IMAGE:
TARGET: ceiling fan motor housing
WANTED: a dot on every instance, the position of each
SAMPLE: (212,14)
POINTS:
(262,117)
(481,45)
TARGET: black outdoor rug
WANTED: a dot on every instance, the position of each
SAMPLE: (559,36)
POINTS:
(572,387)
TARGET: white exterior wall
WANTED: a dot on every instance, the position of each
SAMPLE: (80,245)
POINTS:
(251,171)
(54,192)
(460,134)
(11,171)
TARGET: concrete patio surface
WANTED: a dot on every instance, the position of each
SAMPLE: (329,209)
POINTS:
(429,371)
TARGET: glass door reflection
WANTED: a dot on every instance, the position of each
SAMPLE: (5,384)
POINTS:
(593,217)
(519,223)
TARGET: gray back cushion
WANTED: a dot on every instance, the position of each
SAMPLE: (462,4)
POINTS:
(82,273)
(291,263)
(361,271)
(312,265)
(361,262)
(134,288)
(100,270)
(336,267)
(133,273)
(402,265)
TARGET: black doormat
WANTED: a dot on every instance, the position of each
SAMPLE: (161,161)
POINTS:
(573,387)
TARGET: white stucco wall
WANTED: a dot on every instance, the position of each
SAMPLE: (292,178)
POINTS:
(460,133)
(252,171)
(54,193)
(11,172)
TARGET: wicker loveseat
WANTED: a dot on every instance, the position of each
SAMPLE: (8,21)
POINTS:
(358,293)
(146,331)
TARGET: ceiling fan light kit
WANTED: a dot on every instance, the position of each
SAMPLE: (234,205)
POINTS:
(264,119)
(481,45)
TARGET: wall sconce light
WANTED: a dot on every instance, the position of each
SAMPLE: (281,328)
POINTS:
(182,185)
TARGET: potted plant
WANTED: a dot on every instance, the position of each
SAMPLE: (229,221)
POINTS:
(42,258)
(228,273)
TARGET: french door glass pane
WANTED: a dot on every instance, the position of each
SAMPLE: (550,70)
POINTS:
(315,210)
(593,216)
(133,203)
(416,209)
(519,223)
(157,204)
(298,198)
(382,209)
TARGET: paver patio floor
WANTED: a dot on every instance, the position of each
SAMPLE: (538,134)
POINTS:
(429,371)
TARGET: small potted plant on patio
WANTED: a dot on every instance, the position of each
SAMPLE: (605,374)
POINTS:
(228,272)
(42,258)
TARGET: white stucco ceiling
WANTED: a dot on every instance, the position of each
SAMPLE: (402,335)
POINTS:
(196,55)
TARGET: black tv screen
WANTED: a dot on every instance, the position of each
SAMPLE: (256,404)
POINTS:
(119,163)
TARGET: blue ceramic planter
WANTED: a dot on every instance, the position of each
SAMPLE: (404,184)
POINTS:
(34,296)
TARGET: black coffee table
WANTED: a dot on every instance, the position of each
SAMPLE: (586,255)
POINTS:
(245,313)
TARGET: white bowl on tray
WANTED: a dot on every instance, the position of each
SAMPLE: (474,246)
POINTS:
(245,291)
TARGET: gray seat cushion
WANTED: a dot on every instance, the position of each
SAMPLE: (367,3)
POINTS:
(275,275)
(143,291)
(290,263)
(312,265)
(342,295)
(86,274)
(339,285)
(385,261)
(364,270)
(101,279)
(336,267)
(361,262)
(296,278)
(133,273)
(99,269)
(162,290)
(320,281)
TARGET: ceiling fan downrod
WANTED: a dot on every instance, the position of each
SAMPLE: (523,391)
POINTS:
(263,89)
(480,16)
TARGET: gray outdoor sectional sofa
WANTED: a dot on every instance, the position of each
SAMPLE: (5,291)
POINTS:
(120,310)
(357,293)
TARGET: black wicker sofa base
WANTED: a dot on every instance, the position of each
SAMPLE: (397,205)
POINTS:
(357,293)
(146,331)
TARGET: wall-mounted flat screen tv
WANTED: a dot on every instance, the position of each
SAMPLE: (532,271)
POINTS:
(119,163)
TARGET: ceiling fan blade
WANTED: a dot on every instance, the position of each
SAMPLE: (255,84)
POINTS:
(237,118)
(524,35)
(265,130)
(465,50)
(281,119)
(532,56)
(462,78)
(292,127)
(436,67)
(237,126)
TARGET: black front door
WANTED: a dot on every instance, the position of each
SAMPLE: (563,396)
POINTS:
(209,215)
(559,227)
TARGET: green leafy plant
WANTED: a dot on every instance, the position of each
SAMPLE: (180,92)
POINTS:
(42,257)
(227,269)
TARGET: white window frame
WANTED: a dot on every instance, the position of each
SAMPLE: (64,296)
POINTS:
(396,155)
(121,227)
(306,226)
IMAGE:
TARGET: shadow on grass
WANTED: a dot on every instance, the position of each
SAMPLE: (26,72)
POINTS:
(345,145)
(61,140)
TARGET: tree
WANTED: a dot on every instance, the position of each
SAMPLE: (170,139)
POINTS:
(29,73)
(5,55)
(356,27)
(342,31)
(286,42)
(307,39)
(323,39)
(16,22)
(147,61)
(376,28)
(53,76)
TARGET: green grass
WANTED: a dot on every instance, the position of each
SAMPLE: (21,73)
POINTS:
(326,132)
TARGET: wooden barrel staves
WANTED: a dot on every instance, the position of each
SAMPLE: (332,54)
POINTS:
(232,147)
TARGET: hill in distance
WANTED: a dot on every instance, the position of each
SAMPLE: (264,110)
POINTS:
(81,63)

_ _ _

Exercise requirements => Return all of the entries word for word.

Response to the exercise =>
IMAGE:
TARGET: ceiling fan motor housing
WANTED: a dot on every instance, the position of each
SAMPLE: (212,14)
POINTS:
(262,117)
(481,45)
TARGET: black outdoor rug
WANTED: a dot on every instance, the position of each
SAMPLE: (559,36)
POINTS:
(572,387)
TARGET: white exterior wall
WANTED: a dot on every instance, the position of each
SAMPLE: (80,245)
POINTS:
(251,171)
(54,192)
(460,134)
(11,171)
TARGET: concrete patio surface
WANTED: a dot on every instance, the position of each
SAMPLE: (329,209)
POINTS:
(429,371)
TARGET: glass door reflection
WANTED: a dot on every instance, the position of each
SAMPLE: (5,384)
POINTS:
(593,217)
(519,223)
TARGET: gray back cushion
WANTED: a dot on every instance, the position of each
SAMPLE: (462,4)
POINTS:
(82,273)
(291,263)
(361,271)
(312,265)
(361,262)
(134,288)
(100,270)
(336,267)
(133,273)
(402,265)
TARGET: black doormat
WANTED: a dot on every instance, the position of each
SAMPLE: (161,161)
POINTS:
(573,387)
TARGET: white stucco wall
WANTED: a dot on every instance, the position of each
SAMPLE: (292,178)
POINTS:
(460,133)
(252,171)
(54,193)
(11,172)
TARGET: wicker loveseat
WANTED: a dot on every instance, the position of each
SAMPLE: (8,21)
POINTS:
(358,293)
(146,331)
TARGET: ceiling fan light kit
WANTED: a dot on every instance, the position of each
SAMPLE: (234,205)
POINTS:
(264,119)
(481,45)
TARGET: wall sconce light
WANTED: a dot on every instance, the position of each
SAMPLE: (281,328)
POINTS:
(182,185)
TARGET: potted plant
WANTED: a dot on every instance, the position of each
SAMPLE: (229,221)
POINTS:
(42,258)
(228,273)
TARGET: french door glass pane
WANTED: a dot on every instance, the position of each
SAMPLE: (550,70)
POINTS:
(315,210)
(593,216)
(133,203)
(416,209)
(519,223)
(157,204)
(298,198)
(382,209)
TARGET: paver patio floor
WANTED: a dot on every instance, the position of each
SAMPLE: (538,134)
POINTS:
(429,371)
TARGET: small potted plant on patio
WANTED: a dot on every instance, the position of each
SAMPLE: (605,374)
POINTS:
(228,272)
(42,258)
TARGET: white stucco ceiling
WANTED: a dot on every instance, the position of each
SAMPLE: (402,335)
POINTS:
(196,55)
TARGET: black tv screen
WANTED: a dot on every instance, the position of each
SAMPLE: (256,404)
POINTS:
(119,163)
TARGET: blue ceramic planter
WANTED: a dot on every instance, the position of each
SAMPLE: (404,184)
POINTS:
(34,296)
TARGET: black coffee table
WANTED: a dot on every instance, the position of each
SAMPLE: (586,255)
POINTS:
(245,313)
TARGET: white bowl on tray
WANTED: a dot on every instance, the position of each
SAMPLE: (474,246)
POINTS:
(245,291)
TARGET: gray seat cushion
WANTED: a dot on every instance, the position of each
SAMPLE: (367,3)
POINTS:
(275,275)
(143,291)
(290,263)
(312,265)
(342,295)
(86,274)
(339,285)
(385,261)
(364,270)
(101,279)
(336,267)
(361,262)
(296,278)
(133,273)
(99,269)
(162,290)
(320,281)
TARGET: ceiling fan downrod
WANTED: a dot on every instance, the position of each
SAMPLE: (523,391)
POINTS:
(263,89)
(480,16)
TARGET: gray outdoor sectional sofa
WANTED: a dot on every instance, the position of each
SAMPLE: (5,291)
POINTS:
(120,310)
(357,293)
TARGET: black wicker sofa base
WANTED: a dot on every instance, the position of each
SAMPLE: (397,205)
POINTS:
(357,293)
(146,331)
TARGET: wall-mounted flat screen tv
WANTED: a dot on every instance, the position of each
SAMPLE: (532,271)
POINTS:
(119,163)
TARGET: ceiling fan blade
WANTED: a dot on every instance, the position of each
SAMPLE: (255,84)
POINTS:
(237,118)
(524,35)
(265,130)
(465,50)
(281,119)
(532,56)
(462,78)
(292,127)
(436,67)
(237,126)
TARGET: black front door
WANTED: a dot on every instance, the position of each
SAMPLE: (563,396)
POINTS:
(209,215)
(559,227)
TARGET: green leafy plant
WANTED: a dot on every instance, the position of each
SAMPLE: (180,92)
POINTS:
(42,257)
(227,269)
TARGET: white window frame
WANTED: a dot on every instance, the position of each
SAMPLE: (64,296)
POINTS:
(396,155)
(121,227)
(306,226)
IMAGE:
TARGET: shadow on grass
WANTED: a dot on every instance, the position of each
SAMPLE: (26,72)
POINTS:
(345,145)
(61,140)
TARGET: tree
WANTED: a dot on every instance, the position of each
SAMPLE: (170,139)
POINTS:
(29,73)
(5,55)
(356,27)
(342,31)
(286,42)
(307,39)
(323,39)
(16,22)
(147,61)
(376,28)
(53,76)
TARGET: green grass
WANTED: a dot on every instance, the position of each
SAMPLE: (21,73)
POINTS:
(326,132)
TARGET: wooden barrel staves
WANTED: a dot on every instance, the position of each
SAMPLE: (332,54)
POINTS:
(232,147)
TARGET: hill in distance
WANTED: a dot on every instance, the position of each
SAMPLE: (264,110)
POINTS:
(81,63)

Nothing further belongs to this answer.